◆ TASK REQUIREMENTS:
- 1) Decide whether each statement agrees with the passage on Wolfson's student loan case. Answer yes or no, and quote the words from the passage that decide it: (a) The court counted the financial support Wolfson received from his father when judging whether he could maintain a minimal standard of living. (b) Under the court's definition, a debtor must live in abject poverty for student loans to be dischargeable. (c) The court found that Wolfson satisfied all three prongs of the Brunner test.
- 2) Extend the passage on Wolfson's student loan case, starting after its last sentence.

◆ EXTRACTED TEXT:
*** Begin section ***

Applying that standard to the facts at issue, the court found that Wolfson satisfied all three prongs of the Brunner test. As to the first prong, the court defined “minimal standard of living” as a debtor having the wherewithal to tend to their basic needs, such as food, shelter, utilities, transportation, healthcare, and some small source of recreation; a debtor is not required to live in “abject poverty” in order for their student loans to be deemed dischargeable. The court did not include the financial support that Wolfson received from his father in this calculus because the Brunner test inquires whether the debtor can support himself individually – i.e., not with familial or other charity. The court found that Wolfson met this first prong of the Brunner test because his monthly expenses were minimal (if not understated since he didn’t have health insurance), and his employment history and continued job hunting showed an effort to maximize his income. Thus, he would be unable to maintain a minimal standard of living if forced to repay the loans.

*** End section ***

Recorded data

*** Begin section ***

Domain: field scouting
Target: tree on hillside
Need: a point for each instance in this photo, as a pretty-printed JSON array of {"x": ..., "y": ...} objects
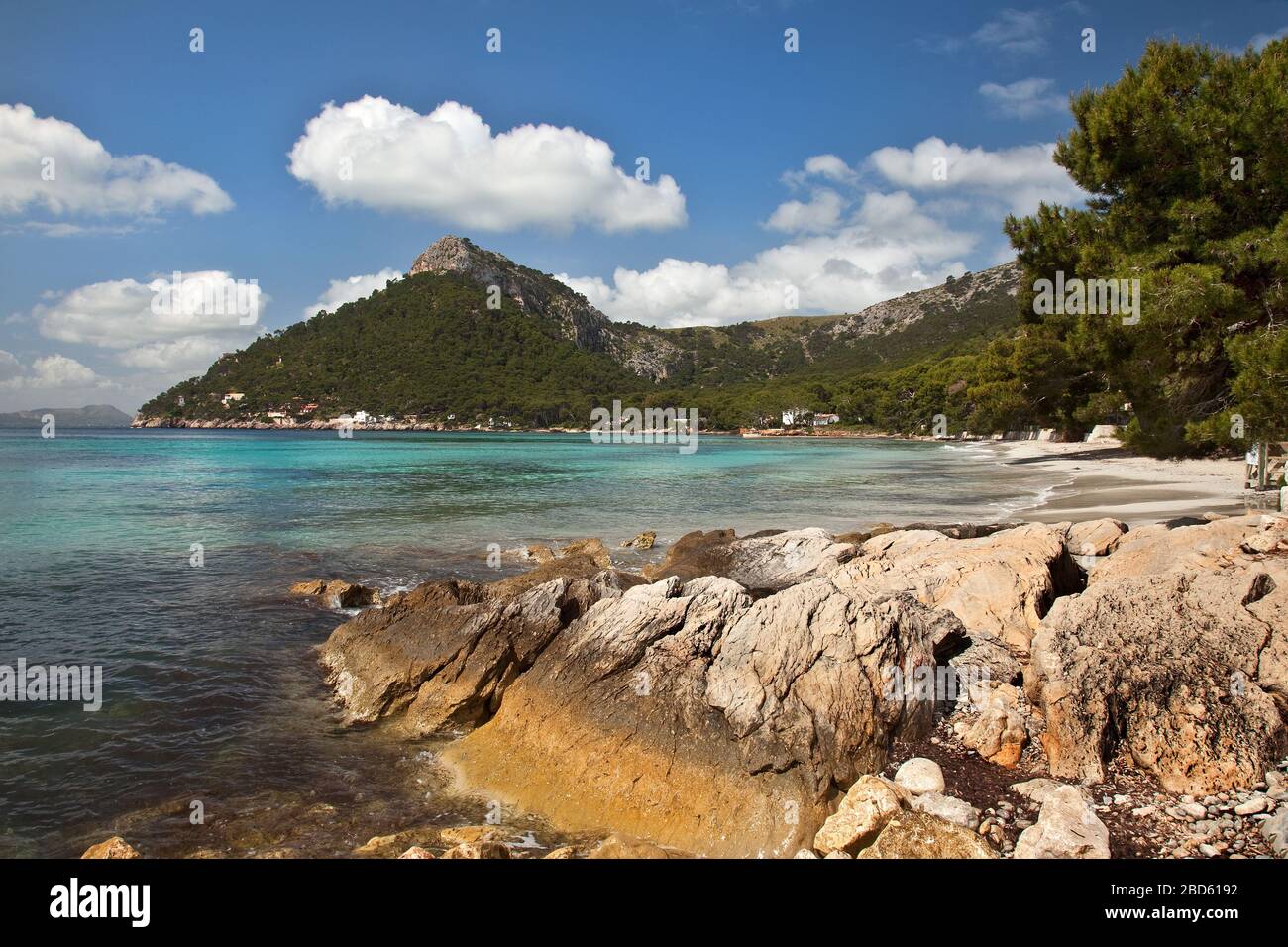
[{"x": 1186, "y": 162}]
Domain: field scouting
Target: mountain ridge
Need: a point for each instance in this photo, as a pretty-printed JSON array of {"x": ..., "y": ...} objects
[{"x": 471, "y": 335}]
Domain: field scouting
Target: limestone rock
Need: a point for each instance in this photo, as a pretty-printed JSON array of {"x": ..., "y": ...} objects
[
  {"x": 921, "y": 835},
  {"x": 948, "y": 808},
  {"x": 694, "y": 716},
  {"x": 443, "y": 656},
  {"x": 1275, "y": 831},
  {"x": 643, "y": 540},
  {"x": 1179, "y": 693},
  {"x": 1000, "y": 732},
  {"x": 918, "y": 775},
  {"x": 1095, "y": 536},
  {"x": 626, "y": 847},
  {"x": 1000, "y": 585},
  {"x": 1067, "y": 827},
  {"x": 863, "y": 813},
  {"x": 336, "y": 592},
  {"x": 116, "y": 847},
  {"x": 478, "y": 849},
  {"x": 760, "y": 562}
]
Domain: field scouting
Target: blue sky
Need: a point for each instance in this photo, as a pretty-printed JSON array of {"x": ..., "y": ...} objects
[{"x": 768, "y": 170}]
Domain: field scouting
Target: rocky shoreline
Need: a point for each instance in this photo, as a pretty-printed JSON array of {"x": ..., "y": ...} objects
[
  {"x": 742, "y": 696},
  {"x": 1004, "y": 690}
]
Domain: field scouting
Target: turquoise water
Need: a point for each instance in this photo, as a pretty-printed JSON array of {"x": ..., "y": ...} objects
[{"x": 211, "y": 689}]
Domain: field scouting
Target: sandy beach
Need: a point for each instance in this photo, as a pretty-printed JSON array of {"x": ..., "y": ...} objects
[{"x": 1102, "y": 479}]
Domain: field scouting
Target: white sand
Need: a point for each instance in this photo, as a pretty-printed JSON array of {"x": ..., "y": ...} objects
[{"x": 1102, "y": 479}]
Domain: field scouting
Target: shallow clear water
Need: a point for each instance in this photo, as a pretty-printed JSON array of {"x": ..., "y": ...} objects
[{"x": 211, "y": 689}]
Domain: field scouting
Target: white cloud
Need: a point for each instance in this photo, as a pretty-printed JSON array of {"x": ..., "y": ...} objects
[
  {"x": 351, "y": 290},
  {"x": 827, "y": 166},
  {"x": 121, "y": 313},
  {"x": 449, "y": 163},
  {"x": 1018, "y": 178},
  {"x": 47, "y": 372},
  {"x": 1026, "y": 98},
  {"x": 151, "y": 325},
  {"x": 888, "y": 248},
  {"x": 1261, "y": 40},
  {"x": 1020, "y": 33},
  {"x": 822, "y": 213},
  {"x": 86, "y": 179}
]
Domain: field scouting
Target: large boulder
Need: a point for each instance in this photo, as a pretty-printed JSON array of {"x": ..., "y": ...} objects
[
  {"x": 862, "y": 814},
  {"x": 1164, "y": 668},
  {"x": 1095, "y": 536},
  {"x": 999, "y": 585},
  {"x": 442, "y": 656},
  {"x": 1067, "y": 827},
  {"x": 769, "y": 561},
  {"x": 116, "y": 847},
  {"x": 921, "y": 835},
  {"x": 694, "y": 716},
  {"x": 1201, "y": 548}
]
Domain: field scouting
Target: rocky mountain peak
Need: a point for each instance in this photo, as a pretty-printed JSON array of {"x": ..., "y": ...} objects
[{"x": 451, "y": 254}]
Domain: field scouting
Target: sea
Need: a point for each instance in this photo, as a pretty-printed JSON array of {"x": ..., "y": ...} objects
[{"x": 162, "y": 558}]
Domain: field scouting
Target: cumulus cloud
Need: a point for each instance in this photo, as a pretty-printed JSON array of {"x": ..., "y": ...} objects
[
  {"x": 1026, "y": 98},
  {"x": 351, "y": 290},
  {"x": 449, "y": 163},
  {"x": 1016, "y": 31},
  {"x": 1019, "y": 178},
  {"x": 827, "y": 166},
  {"x": 53, "y": 166},
  {"x": 161, "y": 325},
  {"x": 47, "y": 372},
  {"x": 1261, "y": 40},
  {"x": 888, "y": 248},
  {"x": 822, "y": 213},
  {"x": 851, "y": 247}
]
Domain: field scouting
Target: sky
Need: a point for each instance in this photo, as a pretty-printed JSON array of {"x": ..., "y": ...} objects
[{"x": 681, "y": 162}]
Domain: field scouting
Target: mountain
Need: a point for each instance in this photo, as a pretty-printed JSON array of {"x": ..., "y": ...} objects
[
  {"x": 430, "y": 346},
  {"x": 88, "y": 416}
]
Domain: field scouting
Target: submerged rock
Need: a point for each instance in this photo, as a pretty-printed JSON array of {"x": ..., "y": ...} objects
[
  {"x": 864, "y": 810},
  {"x": 116, "y": 847}
]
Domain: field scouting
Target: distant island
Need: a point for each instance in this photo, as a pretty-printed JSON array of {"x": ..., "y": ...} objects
[{"x": 88, "y": 416}]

*** End section ***

◆ EXPECTED RESPONSES:
- 1)
(a) No: "The court did not include the financial support that Wolfson received from his father in this calculus"
(b) No: "a debtor is not required to live in “abject poverty” in order for their student loans to be deemed dischargeable"
(c) Yes: "the court found that Wolfson satisfied all three prongs of the Brunner test"

- 2)
The second prong of the Brunner test required deeper analysis by the court since it was not clear what “repayment period” should apply because the regular payment period on Wolfson’s loans had already expired and the loans had, in any case, already been accelerated. With respect to the repayment period, the court ultimately found that the contractual repayment period should be considered – and found that that period had already passed – rejecting counterarguments that a hypothetical, new go-forward repayment term should be applied. With respect to the applicable “additional circumstances,” the court held that a fact-based, case-specific inquiry had to be applied. Wolfson, the court noted, had a history of only gig work and minimum wage jobs “punctuated by periods of unemployment” for the prior ten years, suggesting that any future employment would be of a similar nature. Thus, his earnings were unlikely to substantially increase over time to where he could afford to repay the loans and maintain a minimal standard of living. These “grim [employment] prospects” constituted sufficient “additional circumstances” that satisfied the second prong of the Brunner test.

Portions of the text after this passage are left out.